**Problem to work on:** Copy the mindfulness passage starting with "Mindful practice will" and going on through "in our life.", substituting "critic path" for each "judger path".

** Source passage follows **

In the corporate world

There are numerous potential business benefits to mindfulness training. It is important to establish one or more key benefits that reflect your organisation. Mindfulness assists in three key areas of workplace functions: well-being, relationships and performance. It also helps to enhance working relationships become resilient, and improves performance through leadership, decision making, organisational transformation and creativity through innovation.

Mindful practice will also help an individual to choose between two paths, which are learner path and judger path. We tend to take the judger path naturally. This is due to lower awareness of our surrounding and to how our mind-set was moulded since childhood, to judge most of the things around us; which can be people, situations or even material objects. Mindfulness will help us to deviate from this common mind-set and perform well in our life.

Leaders who are mindful tend to be more effective, in understanding and relating to others, and motivating them toward shared goals. Mindfulness can help to reduce stress anxiety and conflict, and increases salience and emotional intelligence, while improving communication in the work place.

** End of Source passage **
** Material supplied follows **

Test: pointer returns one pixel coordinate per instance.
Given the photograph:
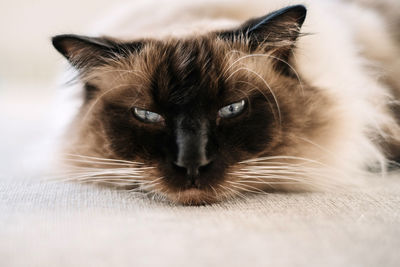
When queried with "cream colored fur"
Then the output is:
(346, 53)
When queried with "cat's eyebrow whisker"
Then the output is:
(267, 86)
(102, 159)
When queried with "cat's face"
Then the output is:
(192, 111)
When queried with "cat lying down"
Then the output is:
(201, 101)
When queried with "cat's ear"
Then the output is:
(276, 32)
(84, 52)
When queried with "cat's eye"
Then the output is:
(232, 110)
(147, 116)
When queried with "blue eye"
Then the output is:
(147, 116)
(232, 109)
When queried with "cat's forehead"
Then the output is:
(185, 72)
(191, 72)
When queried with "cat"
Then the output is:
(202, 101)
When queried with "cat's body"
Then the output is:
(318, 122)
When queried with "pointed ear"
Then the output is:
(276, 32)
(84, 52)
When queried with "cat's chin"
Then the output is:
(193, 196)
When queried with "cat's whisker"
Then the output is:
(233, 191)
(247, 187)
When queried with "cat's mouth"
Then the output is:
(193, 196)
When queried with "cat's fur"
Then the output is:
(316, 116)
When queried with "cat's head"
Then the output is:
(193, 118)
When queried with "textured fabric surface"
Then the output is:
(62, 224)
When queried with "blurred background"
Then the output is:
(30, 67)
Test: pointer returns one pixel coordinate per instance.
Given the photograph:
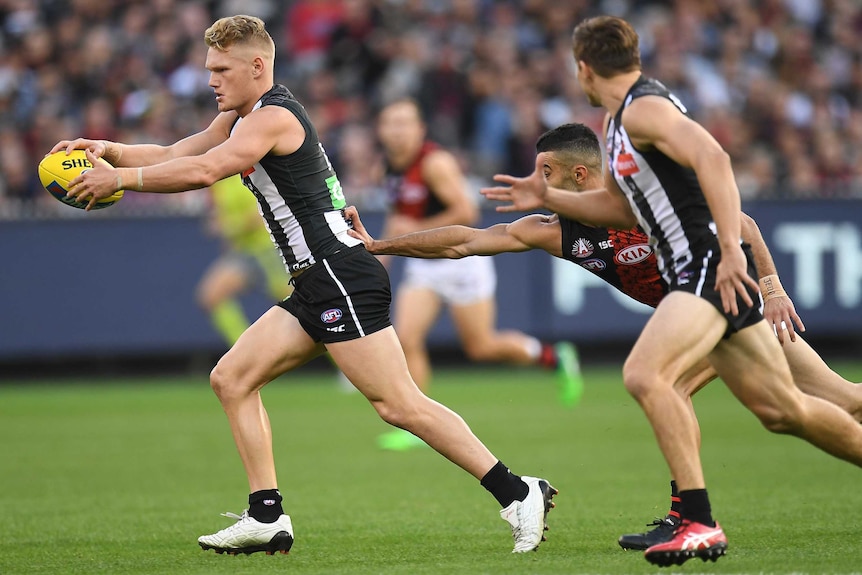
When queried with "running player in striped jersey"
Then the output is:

** End of Material supplied **
** Material supplied follows **

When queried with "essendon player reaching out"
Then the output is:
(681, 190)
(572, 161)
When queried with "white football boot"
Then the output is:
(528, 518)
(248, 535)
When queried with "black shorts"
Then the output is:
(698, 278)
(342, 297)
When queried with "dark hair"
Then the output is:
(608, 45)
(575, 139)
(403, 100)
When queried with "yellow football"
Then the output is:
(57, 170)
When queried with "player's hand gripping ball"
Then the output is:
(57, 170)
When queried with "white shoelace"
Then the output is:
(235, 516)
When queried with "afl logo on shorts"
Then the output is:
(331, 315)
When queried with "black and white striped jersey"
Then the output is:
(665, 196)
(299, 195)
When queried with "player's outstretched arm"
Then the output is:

** End of Material supplied **

**Solution to this task:**
Mindful practice will also help an individual to choose between two paths, which are learner path and critic path. We tend to take the critic path naturally. This is due to lower awareness of our surrounding and to how our mind-set was moulded since childhood, to judge most of the things around us; which can be people, situations or even material objects. Mindfulness will help us to deviate from this common mind-set and perform well in our life.